Consignes écrites:
• 1. Indiquez si chacune des affirmations suivantes concorde avec l'extrait fourni. Répondez par oui ou par non et citez à l'identique les mots qui tranchent : (a) le fils héritier de la maison de famille était négociant en matériel agricole ; (b) l'épouse choisie dans un catalogue avait trente ans ; (c) le narrateur doit ses souvenirs de campagne aux serfs émancipés.
• 2. Reprenez à l'identique le passage de l'extrait fourni qui commence par « Il a plu aux » et se poursuit jusqu'à « après leur sacre. ».

Extrait fourni:
-=-=-=-=-
Après le 11 septembre 2001, c’est son unique fils, un vieux garçon négociant en matériel agricole, qui a hérité de la maison de famille… En 2008, il a choisi dans un catalogue une algérienne de 22 ans qui est aujourd’hui sa femme, il n’a pas voulu payer le fournisseur, ça s’est presque terminé à coups de fusil dans la cour, et ça n’a pas plu du tout, dans le village, qu’il fasse des dettes…. La petite Rachida dort maintenant dans le lit de Gabrielle, et quand je pense à ces morceaux d’enfance passés à la campagne, ça n’est pas loin de me laisser froid, que cette aventure généalogique se termine comme ça… Je n’y étais pas malheureux, j’en ai même ramené des souvenirs gigantesques, mais je les dois aux chiens, aux chats, aux montagnes, aux forêts, et pas le moins du monde aux serfs émancipés qui la peuplaient en masse jusqu’en 1960, avant d’aller grossir les rangs de la fonction publique…

La paysannerie, moi, je suis tout juste assez vieux pour en avoir aperçu la queue et la voir disparaitre, j’ai vu de mes yeux les tous derniers sols en terre battue, et je vous prie de croire qu’elle ne mérite pas qu’on la pleure, qu’il faut même passablement manquer de cœur, pour se lamenter qu’elle ait fini par crever dans un fossé de l’histoire, entre une directive européenne et un décret signé par le Général de Gaulle, lui qui les méprisait autant que les Pieds-Noirs, les culs-terreux, soit-dit en passant.

D’Hugues Capet jusqu’au président Coty, le paysan français, ce fût une racaille qui se contentait d’être en règle avec son fermier, un paresseux qui se lève tôt, selon le mot de Georges Pompidou, un salaud qui tirait un coup vite fait dans la paille en sachant que si la bonne tombait en cloques, il pourrait toujours la traîner par le cheveux chez la tricoteuse… L’Eglise avait de l’autorité, mais le curé du bocage, c’était juste un autre descendant de serfs qui avait trouvé une planque, qui s’était branlé dans le foin avec les paysans qu’il sermonnait à confesse, à l’adolescence, et La France de la terre qui ne ment pas, celle peinte par Pagnol et Maupassant, elle était en vérité pleine de foutre à ras-bord… on y baisait vite et mal comme chez les nègres, on y étouffait les aïeux sous l’oreiller pour supprimer discrètement une bouche inutile, on y était bling-bling au point de toujours laisser le premier banc à la bourgeoise qui portait son or autour du cou comme le font les nègres, justement, le dimanche à la messe, on y détestait les chats, les montagnes et les forêts, et puisqu’il faut dire les choses, on n’avait pas deux sous de spiritualité, dans la France d’avant l’exode rural.

Il a plu aux philosophes de l’Europe que l’on transmette la souveraineté aux descendants de serfs, vers 1789, que les nations du continent soient incarnées par leurs faces nègres… Comme il fallait s’y attendre, les serfs émancipés, les nègres et les maures de l’intérieur ont fini par attirer d’autres nègres et d’autres maures, une paire de siècle après leur sacre.
-=-=-=-=-
(Relevés de placement de points)
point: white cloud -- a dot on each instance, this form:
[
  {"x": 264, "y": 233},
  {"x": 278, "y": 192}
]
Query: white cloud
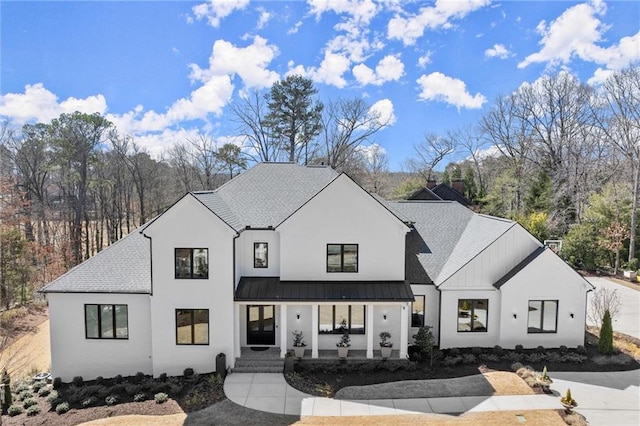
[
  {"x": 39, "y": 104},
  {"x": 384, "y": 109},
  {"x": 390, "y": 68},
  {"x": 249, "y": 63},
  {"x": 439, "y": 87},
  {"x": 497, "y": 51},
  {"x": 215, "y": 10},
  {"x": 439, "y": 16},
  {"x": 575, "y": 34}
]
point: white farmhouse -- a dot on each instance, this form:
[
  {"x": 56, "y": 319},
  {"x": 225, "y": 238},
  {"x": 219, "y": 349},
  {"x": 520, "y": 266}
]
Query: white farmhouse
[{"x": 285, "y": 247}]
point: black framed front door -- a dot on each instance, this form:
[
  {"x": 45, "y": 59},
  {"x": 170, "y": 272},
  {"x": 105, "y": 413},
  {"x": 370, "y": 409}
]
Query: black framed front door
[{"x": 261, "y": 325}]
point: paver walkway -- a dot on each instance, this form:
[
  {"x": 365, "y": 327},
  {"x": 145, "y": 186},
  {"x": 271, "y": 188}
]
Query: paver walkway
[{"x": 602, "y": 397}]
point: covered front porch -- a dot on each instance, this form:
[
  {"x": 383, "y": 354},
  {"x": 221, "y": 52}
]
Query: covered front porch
-=-=-=-=-
Liste des réponses:
• 1.
(a) Oui : « un vieux garçon négociant en matériel agricole ».
(b) Non : « une algérienne de 22 ans ».
(c) Non : « je les dois aux chiens, aux chats, aux montagnes, aux forêts, et pas le moins du monde aux serfs émancipés ».

• 2.
Il a plu aux philosophes de l’Europe que l’on transmette la souveraineté aux descendants de serfs, vers 1789, que les nations du continent soient incarnées par leurs faces nègres… Comme il fallait s’y attendre, les serfs émancipés, les nègres et les maures de l’intérieur ont fini par attirer d’autres nègres et d’autres maures, une paire de siècle après leur sacre.